**WHAT IS NEEDED**: In the mailing-list message on packet loss below, copy word for word the stretch that starts at "On Wed, Apr" and ends after "to 4 queues.".

**READING PASSAGE**:
[dpdk-dev] packet loss: multi-queue (RSS enabled)

Daniel Kaminsky daniel.kaminsky at infinitelocality.com
Wed May 7 21:43:22 CEST 2014


Hi Hamid,

I didn't see any attachment but I think there is a solution. My first
question is, when you created the mempool, how much did you defined the
memory cache per CPU? In the example program this number is fairly small
(32) and I think that increasing it to something much bigger (e.g. 512)
will significantly improve the CPU scalability.

Regards,
Daniel Kaminsky


On Wed, Apr 30, 2014 at 7:56 AM, Jayakumar, Muthurajan <
muthurajan.jayakumar at intel.com> wrote:

> Hi,
> Please find the attached paper http://kfall.net/ucbpage/papers/snc.pdf
> Figures 4 and 5 refers about the degradation when the # of queues are
> increased.
> It refers sweet spot as 2 to 4 queues.
>
> Have you please verified with smaller # of queues please?

**EXTRACTED INFORMATION**:
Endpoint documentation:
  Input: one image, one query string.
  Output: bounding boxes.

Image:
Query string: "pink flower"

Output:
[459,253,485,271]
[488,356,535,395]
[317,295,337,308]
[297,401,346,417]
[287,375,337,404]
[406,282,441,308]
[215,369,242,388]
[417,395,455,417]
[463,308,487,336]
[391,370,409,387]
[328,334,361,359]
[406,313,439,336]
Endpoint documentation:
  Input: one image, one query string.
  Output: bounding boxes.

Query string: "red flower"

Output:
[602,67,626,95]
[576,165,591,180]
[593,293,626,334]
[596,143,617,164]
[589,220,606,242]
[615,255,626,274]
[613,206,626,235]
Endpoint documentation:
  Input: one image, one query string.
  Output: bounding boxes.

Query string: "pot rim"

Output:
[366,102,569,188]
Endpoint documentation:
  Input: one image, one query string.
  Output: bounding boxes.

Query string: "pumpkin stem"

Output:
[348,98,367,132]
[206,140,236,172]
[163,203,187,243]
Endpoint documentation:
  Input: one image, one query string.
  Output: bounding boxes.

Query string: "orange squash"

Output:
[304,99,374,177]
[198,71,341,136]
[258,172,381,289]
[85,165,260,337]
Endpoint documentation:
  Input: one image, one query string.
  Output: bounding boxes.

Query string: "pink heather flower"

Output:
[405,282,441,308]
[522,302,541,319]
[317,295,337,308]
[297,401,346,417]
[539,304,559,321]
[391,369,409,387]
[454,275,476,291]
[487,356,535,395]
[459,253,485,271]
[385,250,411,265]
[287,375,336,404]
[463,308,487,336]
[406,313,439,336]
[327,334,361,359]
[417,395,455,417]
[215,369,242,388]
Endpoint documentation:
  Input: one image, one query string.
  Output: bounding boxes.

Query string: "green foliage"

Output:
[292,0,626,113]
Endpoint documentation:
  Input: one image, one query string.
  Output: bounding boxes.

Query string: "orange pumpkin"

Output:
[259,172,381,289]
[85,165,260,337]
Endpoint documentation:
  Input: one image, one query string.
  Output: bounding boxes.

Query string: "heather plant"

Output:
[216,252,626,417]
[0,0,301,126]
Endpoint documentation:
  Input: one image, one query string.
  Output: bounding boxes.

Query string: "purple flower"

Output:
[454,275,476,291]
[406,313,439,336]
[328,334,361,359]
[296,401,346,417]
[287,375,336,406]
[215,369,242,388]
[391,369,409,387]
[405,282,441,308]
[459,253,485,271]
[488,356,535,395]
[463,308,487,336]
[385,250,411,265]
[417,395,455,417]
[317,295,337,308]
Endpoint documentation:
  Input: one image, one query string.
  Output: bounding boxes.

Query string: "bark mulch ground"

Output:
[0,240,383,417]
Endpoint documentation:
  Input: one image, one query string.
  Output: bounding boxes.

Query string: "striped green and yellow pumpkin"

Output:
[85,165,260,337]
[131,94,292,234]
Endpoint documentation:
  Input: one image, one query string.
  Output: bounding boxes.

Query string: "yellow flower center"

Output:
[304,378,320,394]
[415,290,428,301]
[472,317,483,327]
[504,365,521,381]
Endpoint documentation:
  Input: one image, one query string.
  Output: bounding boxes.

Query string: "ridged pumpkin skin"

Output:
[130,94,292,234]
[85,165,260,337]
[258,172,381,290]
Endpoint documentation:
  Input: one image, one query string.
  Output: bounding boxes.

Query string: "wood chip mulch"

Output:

**FULL SOLUTION**:
On Wed, Apr 30, 2014 at 7:56 AM, Jayakumar, Muthurajan <
muthurajan.jayakumar at intel.com> wrote:

> Hi,
> Please find the attached paper http://kfall.net/ucbpage/papers/snc.pdf
> Figures 4 and 5 refers about the degradation when the # of queues are
> increased.
> It refers sweet spot as 2 to 4 queues.